Traveling with prescription drugs is a simple process, provided you pack them properly and keep them safe. Here are some things to consider.
Prescription Drug Supply
You will need enough doses of each of your prescription drugs to last for your entire trip, plus several extra doses in case you are delayed while traveling. Talk with your doctor if your insurance provider will not issue extra doses to you. Your doctor should be able to work with your insurance company to get you the extra medications you need. If you take any over-the-counter medications, be sure you have enough of them on hand, too.
Prescription Drug Restrictions
Certain types of prescription drugs are illegal in some countries. For example, you cannot bring amphetamines or methamphetamines into Japan, even in prescription form. Pseudoephedrine (sudafed) and Adderall are also illegal there. To find out about prescription drug restrictions, call your destination country's embassy or visit the embassy's website.
Some countries restrict importation of medical equipment, such as CPAP machines and syringes. If you use medical equipment, you will need to find out which forms to file and where to send them so that you can bring your equipment with you. Contact your destination country's embassy for information.
Carry all of your prescription drugs in their original containers, even if you normally use a weekly or monthly pill dispenser box. If you are asked to prove that you are the patient entitled to each prescription, the original container will serve as that proof. Bring your empty pill dispenser with you and set it up when you reach your destination.
If you are traveling by air, train or bus, keep all of your prescription drugs with you in your carry-on bag. Thieves are always on the lookout for prescription medications. You will lose valuable travel time replacing your drugs if your prescription medications are stolen. Also, some drugs need to be stored in temperature-controlled environments. Cargo holds are typically much warmer in summer and much cooler in winter than the passenger compartment of your airplane, train or bus.
Road trippers should also plan to store prescription drugs in the passenger compartment of their car unless the outside temperatures are moderate.
If you plan to leave your prescription drugs in your car while you see the sights, consider moving them to the trunk if the interior of your parked car will warm up so much that your medications might be damaged.
If your travel plans take you across one or more time zones, you may need to change the time you take your medications each day during your trip. Talk with your doctor and create a dosage schedule.
If you must take your prescription drugs precisely on schedule, regardless of time zone, buy a multi-time zone watch or alarm clock to help you track your dosage times and wake up during the night. Test it before you leave home.
If you have Internet access while you travel, consider setting up a medication dosage reminder, perhaps through Microsoft Outlook or via the MyMedSchedule.com website and smartphone app.

### REQUIRED ACTION 1
Return the stretch of the passage on traveling with prescription drugs from "If your travel" through "and smartphone app.", copied word for word.
### REQUIRED ACTION 2
Take the passage on traveling with prescription drugs further by continuing it past its final sentence.

### DATA EXCERPT
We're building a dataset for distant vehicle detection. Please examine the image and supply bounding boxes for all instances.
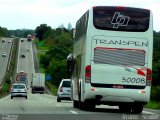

### ANSWER 1
If your travel plans take you across one or more time zones, you may need to change the time you take your medications each day during your trip. Talk with your doctor and create a dosage schedule.
If you must take your prescription drugs precisely on schedule, regardless of time zone, buy a multi-time zone watch or alarm clock to help you track your dosage times and wake up during the night. Test it before you leave home.
If you have Internet access while you travel, consider setting up a medication dosage reminder, perhaps through Microsoft Outlook or via the MyMedSchedule.com website and smartphone app.

### ANSWER 2
The best way to prove that your prescription drugs belong to you is to bring with you not only the prescriptions in their original containers but also a written prescription from your doctor or healthcare provider. A copy of your personal medical record, signed by your doctor, will further demonstrate your ownership of your prescription drugs.
If you are traveling far from home, ask your doctor for a new prescription form for all of the medications you take, just in case the prescription medications you are carrying are lost or stolen. Ask your doctor to write each prescription on a separate form, as some pharmacies will not fill just one prescription if it is listed on a multi-prescription form.
Bring your doctor's and pharmacist's telephone numbers with you on your trip.
Emergency Prescription Refills
Because pharmacies use computerized systems that impose refill limits on your prescriptions, getting an emergency refill while on vacation can be very difficult.
If your prescriptions are on file with a national chain and you are still within the borders of your home country, you should be able to go to a local branch of the pharmacy and have your prescription temporarily transferred to that location.
You may find yourself in a situation where you have to refill your prescription at a pharmacy that is not part of your healthcare network, either because you are overseas or because there is no local branch of your pharmacy nearby. You will probably have to pay the full cost of the prescription and file an insurance claim form when you return home. Be sure to save your receipts and all other documentation to submit with your claim.
If you normally use a military pharmacy and did not bring an emergency prescription form written by your doctor with you on your trip, you will need to contact your doctor and ask that a new prescription is faxed to the military pharmacy at your vacation location. Most US military pharmacies will not fill your prescription at a location other than your home pharmacy unless you are active duty.
In some US states, such as Florida and Texas, pharmacists are permitted to issue emergency refills for a 72-hour supply of medication without contacting your doctor. In case of natural disaster, you may be able to get up to a 30-day supply, even if the dispensing pharmacist cannot contact your doctor.